REQUIRED ACTION 1:
In the article on the MAIA multiple myeloma trial, how many adults does the trial include?
REQUIRED ACTION 2:
Write the next part of the article on the MAIA multiple myeloma trial, picking up after its final sentence.

EXTRACT TO READ:
◇ ◇ ◇ ◇ ◇

By: Celeste L. Dixon
Posted: Tuesday, November 16, 2021

Overall survival improved with the addition of the monoclonal antibody daratumumab to lenalidomide and dexamethasone, versus lenalidomide and dexamethasone alone, in transplantation-ineligible patients with newly diagnosed multiple myeloma, according to updated results (median follow-up, 56.2 months) from the randomized phase III MAIA trial. According to Saad Z. Usmani, MD, of Levine Cancer Institute in Charlotte, North Carolina, and colleagues, these findings support the front-line use of the triplet in this patient population. What’s more, “the median progression-free survival is anticipated to be more than 5 years, which, to our knowledge, would be unprecedented in [these] patients,” they wrote in The Lancet Oncology.

Previously, the primary analysis (median follow-up, 28.0 months) had shown that the daratumumab regimen improved progression-free survival versus the control. The ongoing MAIA trial includes 762 adults (treated at 176 hospitals in 14 nations), all of whom were ineligible for high-dose chemotherapy with autologous stem cell transplantation because of their age (≥ 65 years) or comorbidities. Randomization was 1:1, and neither patients nor investigators were masked to treatment assignment.

◇ ◇ ◇ ◇ ◇

DATASET RECORDS:
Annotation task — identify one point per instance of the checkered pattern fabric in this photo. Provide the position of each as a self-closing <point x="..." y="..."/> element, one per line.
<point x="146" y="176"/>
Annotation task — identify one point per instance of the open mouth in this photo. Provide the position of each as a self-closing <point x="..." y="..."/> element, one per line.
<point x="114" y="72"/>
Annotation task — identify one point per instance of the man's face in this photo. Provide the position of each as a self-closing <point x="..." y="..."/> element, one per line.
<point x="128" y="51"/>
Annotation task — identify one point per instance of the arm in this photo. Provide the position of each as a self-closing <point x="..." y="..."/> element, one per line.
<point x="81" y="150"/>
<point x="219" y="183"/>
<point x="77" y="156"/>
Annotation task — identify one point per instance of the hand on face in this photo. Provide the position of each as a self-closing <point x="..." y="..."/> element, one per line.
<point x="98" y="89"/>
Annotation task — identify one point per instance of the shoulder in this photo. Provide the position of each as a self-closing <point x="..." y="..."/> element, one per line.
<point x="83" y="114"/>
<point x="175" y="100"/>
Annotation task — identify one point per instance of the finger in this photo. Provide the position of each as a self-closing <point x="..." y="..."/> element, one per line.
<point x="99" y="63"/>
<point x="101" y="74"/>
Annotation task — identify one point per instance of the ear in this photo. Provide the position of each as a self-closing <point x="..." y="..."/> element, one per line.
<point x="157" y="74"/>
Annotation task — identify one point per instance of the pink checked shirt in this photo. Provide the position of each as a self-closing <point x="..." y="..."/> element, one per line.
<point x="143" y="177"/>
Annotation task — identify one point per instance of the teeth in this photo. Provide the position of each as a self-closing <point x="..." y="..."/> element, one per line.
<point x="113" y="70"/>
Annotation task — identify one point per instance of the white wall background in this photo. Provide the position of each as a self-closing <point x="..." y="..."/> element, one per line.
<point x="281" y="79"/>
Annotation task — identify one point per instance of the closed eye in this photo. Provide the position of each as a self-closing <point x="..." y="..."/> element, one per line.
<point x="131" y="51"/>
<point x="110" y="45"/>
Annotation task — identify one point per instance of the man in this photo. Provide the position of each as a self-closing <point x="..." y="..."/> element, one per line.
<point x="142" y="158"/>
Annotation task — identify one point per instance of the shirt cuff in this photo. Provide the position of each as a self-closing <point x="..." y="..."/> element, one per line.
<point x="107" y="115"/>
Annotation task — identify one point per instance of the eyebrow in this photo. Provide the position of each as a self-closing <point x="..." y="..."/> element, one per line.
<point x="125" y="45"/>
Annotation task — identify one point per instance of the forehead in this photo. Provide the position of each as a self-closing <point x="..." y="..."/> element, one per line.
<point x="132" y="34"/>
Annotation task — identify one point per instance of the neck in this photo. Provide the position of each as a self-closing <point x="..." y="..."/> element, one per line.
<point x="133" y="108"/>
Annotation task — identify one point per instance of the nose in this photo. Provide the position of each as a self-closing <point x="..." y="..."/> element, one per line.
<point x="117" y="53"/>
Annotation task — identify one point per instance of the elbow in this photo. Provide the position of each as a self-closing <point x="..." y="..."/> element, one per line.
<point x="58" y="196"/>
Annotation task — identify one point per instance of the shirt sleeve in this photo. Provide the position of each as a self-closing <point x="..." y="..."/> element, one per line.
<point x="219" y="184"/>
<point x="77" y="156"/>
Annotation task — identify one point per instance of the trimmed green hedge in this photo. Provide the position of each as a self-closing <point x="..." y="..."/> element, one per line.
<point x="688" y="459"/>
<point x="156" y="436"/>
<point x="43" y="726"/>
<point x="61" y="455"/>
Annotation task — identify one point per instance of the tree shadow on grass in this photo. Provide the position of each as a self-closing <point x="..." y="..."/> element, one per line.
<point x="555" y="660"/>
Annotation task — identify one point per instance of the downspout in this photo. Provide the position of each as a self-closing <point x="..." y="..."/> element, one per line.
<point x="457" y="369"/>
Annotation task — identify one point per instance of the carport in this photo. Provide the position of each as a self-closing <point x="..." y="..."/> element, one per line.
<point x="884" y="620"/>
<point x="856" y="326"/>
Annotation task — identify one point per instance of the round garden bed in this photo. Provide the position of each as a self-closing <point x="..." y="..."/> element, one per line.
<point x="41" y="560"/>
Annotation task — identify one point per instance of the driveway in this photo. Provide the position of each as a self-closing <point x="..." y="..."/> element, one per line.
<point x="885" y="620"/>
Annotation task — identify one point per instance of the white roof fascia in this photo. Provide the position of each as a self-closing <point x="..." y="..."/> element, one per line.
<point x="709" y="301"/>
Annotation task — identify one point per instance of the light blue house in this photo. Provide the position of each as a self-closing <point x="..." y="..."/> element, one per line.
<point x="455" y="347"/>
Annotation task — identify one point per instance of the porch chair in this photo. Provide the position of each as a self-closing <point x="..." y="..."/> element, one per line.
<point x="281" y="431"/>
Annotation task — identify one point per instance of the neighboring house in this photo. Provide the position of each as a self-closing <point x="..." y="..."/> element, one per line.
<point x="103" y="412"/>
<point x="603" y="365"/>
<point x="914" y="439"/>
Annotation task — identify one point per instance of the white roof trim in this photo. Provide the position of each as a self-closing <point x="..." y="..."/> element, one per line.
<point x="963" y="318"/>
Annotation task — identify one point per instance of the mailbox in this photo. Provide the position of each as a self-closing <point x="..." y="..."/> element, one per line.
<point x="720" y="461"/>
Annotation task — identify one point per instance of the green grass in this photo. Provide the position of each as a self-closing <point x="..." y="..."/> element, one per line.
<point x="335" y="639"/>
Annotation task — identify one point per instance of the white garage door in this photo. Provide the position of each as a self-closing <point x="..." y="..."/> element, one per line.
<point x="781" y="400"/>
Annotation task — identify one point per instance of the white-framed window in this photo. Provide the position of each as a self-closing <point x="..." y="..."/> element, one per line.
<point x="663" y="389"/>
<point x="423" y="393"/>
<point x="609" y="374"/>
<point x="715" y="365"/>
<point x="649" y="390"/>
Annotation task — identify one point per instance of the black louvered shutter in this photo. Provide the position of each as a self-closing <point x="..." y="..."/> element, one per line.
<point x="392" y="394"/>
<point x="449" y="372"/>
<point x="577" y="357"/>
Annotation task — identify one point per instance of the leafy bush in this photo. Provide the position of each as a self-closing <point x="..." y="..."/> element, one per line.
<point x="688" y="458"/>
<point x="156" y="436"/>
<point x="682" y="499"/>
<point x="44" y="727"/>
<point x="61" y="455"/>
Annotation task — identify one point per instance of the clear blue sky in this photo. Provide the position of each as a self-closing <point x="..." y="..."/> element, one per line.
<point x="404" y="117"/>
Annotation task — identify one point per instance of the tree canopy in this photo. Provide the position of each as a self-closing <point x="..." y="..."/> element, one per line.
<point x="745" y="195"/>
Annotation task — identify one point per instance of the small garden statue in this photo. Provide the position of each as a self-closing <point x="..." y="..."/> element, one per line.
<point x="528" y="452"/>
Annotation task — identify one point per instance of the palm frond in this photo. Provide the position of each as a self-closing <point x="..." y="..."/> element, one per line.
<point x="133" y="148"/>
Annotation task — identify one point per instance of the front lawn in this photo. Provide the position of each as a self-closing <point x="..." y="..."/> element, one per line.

◇ ◇ ◇ ◇ ◇

ANSWER BOX 1:
762 adults.

ANSWER BOX 2:
In this analysis, median overall survival was not reached in either group, but the results clearly favored the daratumumab arm (daratumumab, 95% confidence interval = not reached to not reached; control, 95% CI = 55.7 months to not reached; hazard ratio, 0.68; P = . 0013). Further, the updated median progression-free survival was not reached in the daratumumab arm (95% CI = 54.8 months to not reached); it was 34.4 months (95% CI =, 29.6–39.2 months) in the control arm (hazard ratio = 0.53; P < .0001).

No new safety concerns emerged, reported Dr. Usmani and co-investigators. Serious adverse events occurred in 281 (77%) and 257 (70%) patients in the daratumumab and control arms, respectively.

Disclosure: The study authors’ disclosure information can be found at thelancet.com.